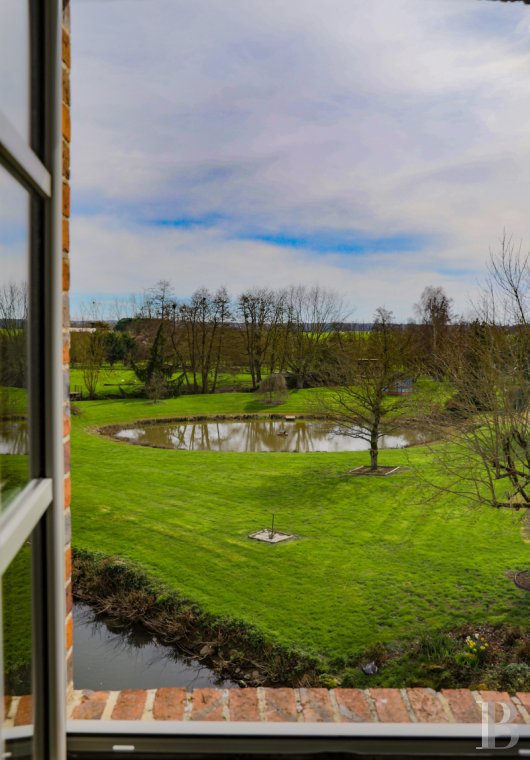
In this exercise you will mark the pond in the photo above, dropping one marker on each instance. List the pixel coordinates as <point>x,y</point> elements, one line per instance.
<point>13,437</point>
<point>258,435</point>
<point>109,659</point>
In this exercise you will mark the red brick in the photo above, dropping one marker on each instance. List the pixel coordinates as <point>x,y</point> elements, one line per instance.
<point>66,276</point>
<point>67,492</point>
<point>130,705</point>
<point>389,706</point>
<point>244,704</point>
<point>169,704</point>
<point>463,705</point>
<point>66,48</point>
<point>66,122</point>
<point>70,667</point>
<point>501,696</point>
<point>66,159</point>
<point>91,706</point>
<point>67,563</point>
<point>66,202</point>
<point>24,716</point>
<point>69,632</point>
<point>280,705</point>
<point>524,698</point>
<point>69,599</point>
<point>207,704</point>
<point>66,85</point>
<point>66,235</point>
<point>426,706</point>
<point>352,705</point>
<point>316,706</point>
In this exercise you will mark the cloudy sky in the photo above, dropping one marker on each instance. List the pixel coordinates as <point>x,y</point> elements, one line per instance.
<point>371,147</point>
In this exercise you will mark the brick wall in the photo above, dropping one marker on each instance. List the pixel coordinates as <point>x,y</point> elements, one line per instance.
<point>66,324</point>
<point>295,705</point>
<point>292,705</point>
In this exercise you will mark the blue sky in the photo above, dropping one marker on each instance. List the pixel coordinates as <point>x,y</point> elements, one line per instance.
<point>373,148</point>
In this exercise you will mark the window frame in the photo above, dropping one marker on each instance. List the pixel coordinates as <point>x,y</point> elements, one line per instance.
<point>40,507</point>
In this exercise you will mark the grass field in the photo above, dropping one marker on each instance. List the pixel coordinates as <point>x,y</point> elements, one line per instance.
<point>121,381</point>
<point>374,560</point>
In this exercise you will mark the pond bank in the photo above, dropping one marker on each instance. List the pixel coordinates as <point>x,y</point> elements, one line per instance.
<point>231,649</point>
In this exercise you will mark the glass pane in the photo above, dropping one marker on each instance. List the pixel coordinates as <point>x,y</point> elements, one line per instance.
<point>14,242</point>
<point>17,647</point>
<point>14,63</point>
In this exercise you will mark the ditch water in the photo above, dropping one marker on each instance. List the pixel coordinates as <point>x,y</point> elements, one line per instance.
<point>110,659</point>
<point>258,436</point>
<point>13,437</point>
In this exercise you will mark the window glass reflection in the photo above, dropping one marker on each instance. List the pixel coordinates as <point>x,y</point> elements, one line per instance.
<point>14,63</point>
<point>14,208</point>
<point>17,648</point>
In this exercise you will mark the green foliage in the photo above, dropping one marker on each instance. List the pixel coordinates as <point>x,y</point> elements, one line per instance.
<point>16,609</point>
<point>375,561</point>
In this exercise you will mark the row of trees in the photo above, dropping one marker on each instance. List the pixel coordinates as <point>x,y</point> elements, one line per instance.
<point>297,331</point>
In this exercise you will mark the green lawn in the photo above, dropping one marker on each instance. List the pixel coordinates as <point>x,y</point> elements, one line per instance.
<point>374,560</point>
<point>119,381</point>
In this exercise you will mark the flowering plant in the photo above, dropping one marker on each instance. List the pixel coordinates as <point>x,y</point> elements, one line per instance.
<point>476,648</point>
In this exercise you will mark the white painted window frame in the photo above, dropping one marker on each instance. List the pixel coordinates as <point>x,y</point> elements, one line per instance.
<point>39,511</point>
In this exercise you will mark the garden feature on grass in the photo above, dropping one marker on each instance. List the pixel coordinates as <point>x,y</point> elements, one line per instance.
<point>380,565</point>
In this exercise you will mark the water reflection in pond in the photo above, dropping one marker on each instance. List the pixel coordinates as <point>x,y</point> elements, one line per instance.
<point>258,435</point>
<point>107,659</point>
<point>13,437</point>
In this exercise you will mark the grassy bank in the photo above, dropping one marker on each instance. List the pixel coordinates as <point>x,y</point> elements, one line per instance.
<point>374,560</point>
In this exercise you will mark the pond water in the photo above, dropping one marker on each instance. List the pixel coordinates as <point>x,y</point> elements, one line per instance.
<point>13,437</point>
<point>110,659</point>
<point>258,435</point>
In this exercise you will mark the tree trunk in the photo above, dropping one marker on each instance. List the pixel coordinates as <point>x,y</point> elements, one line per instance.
<point>374,447</point>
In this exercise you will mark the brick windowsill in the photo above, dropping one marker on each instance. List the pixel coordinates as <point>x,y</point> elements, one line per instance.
<point>292,705</point>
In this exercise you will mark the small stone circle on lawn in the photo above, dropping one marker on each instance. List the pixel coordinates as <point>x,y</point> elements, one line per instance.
<point>365,470</point>
<point>522,580</point>
<point>270,537</point>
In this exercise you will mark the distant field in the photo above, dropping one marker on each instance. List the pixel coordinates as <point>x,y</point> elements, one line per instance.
<point>121,381</point>
<point>374,560</point>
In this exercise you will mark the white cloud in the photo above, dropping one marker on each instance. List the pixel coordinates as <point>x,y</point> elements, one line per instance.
<point>384,118</point>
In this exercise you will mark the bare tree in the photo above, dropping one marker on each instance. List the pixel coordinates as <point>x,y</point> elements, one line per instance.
<point>203,321</point>
<point>261,310</point>
<point>487,456</point>
<point>273,389</point>
<point>13,321</point>
<point>313,315</point>
<point>435,314</point>
<point>365,401</point>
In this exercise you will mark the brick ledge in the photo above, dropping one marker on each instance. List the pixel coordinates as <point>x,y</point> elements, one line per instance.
<point>280,705</point>
<point>416,705</point>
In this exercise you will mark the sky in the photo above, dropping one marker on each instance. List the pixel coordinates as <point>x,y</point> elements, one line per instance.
<point>371,147</point>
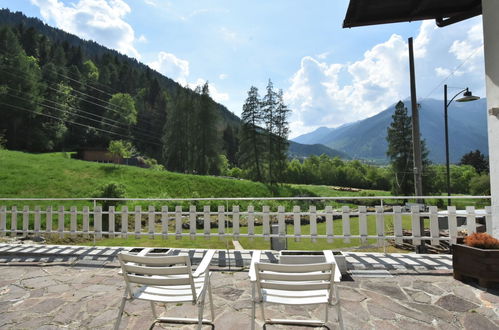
************
# Task directions
Reproduce, word for word, the part of the items above that opens with the line containing "In this exercise you will mark the bare" and runs through the end of the items, both ends included. Leave the pictures out of your answer.

# Correct output
In this exercise you will mark the bare tree in the photo above, dropping one marker on each instance. List the pixel coordinates as <point>x,y</point> elements, one line per instance.
<point>203,321</point>
<point>261,310</point>
<point>487,456</point>
<point>273,389</point>
<point>13,321</point>
<point>313,315</point>
<point>435,314</point>
<point>365,401</point>
In this exercise you will mark the brick ledge in the photo above, dropping one marker on each instance. List the pixel coordinates as <point>x,y</point> elements, one line per instance.
<point>280,705</point>
<point>416,705</point>
In this exercise you will mark the sky in the photo above, dropping one marker on each instance. List the pixel coordinates as <point>x,y</point> elements, one line per instance.
<point>371,147</point>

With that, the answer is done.